* _DOCUMENT PASSAGE_:
^^^^^^^^^^^^^^^^
The independent newspaper of the University of Iowa community since 1868

The Daily Iowan

The independent newspaper of the University of Iowa community since 1868

The Daily Iowan

The independent newspaper of the University of Iowa community since 1868

The Daily Iowan

International Iowa field hockey players find home

The Hawkeyes have eight international players on this year’s roster.
Iowa+midfielder+Sofie+Stribos+meets+with+supporters+after+a+field+hockey+exhibition+match+between+Iowa+and+Northwestern+at+Grant+Field+in+Iowa+City+on+Saturday%2C+Aug.+19%2C+2023.+The+Hawkeyes+defeated+the+Wildcats%2C+3-1%2C+at+their+first+home+game+of+the+season.
Cody Blissett
Iowa midfielder Sofie Stribos meets with supporters after a field hockey exhibition match between Iowa and Northwestern at Grant Field in Iowa City on Saturday, Aug. 19, 2023. The Hawkeyes defeated the Wildcats, 3-1, at their first home game of the season.

What many people don’t know is that field hockey is more popular in Europe than in the United States. Athletes grow up with a stick and ball in their hands at an early age.
^^^^^^^^^^^^^^^^
* _WHAT IS BEING ASKED_: Quote the field hockey article word for word, beginning at the words "International Iowa field" and stopping after "an early age.". The listing that comes next has no connection to the field hockey article.

* _DATA EXCERPT_:
^^^^^^^^^^^^^^^^
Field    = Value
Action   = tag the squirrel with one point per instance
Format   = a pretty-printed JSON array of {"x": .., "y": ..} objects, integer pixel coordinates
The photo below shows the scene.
^^^^^^^^^^^^^^^^
* _FINAL ANSWER_:
International Iowa field hockey players find home

The Hawkeyes have eight international players on this year’s roster.
Iowa+midfielder+Sofie+Stribos+meets+with+supporters+after+a+field+hockey+exhibition+match+between+Iowa+and+Northwestern+at+Grant+Field+in+Iowa+City+on+Saturday%2C+Aug.+19%2C+2023.+The+Hawkeyes+defeated+the+Wildcats%2C+3-1%2C+at+their+first+home+game+of+the+season.
Cody Blissett
Iowa midfielder Sofie Stribos meets with supporters after a field hockey exhibition match between Iowa and Northwestern at Grant Field in Iowa City on Saturday, Aug. 19, 2023. The Hawkeyes defeated the Wildcats, 3-1, at their first home game of the season.

What many people don’t know is that field hockey is more popular in Europe than in the United States. Athletes grow up with a stick and ball in their hands at an early age.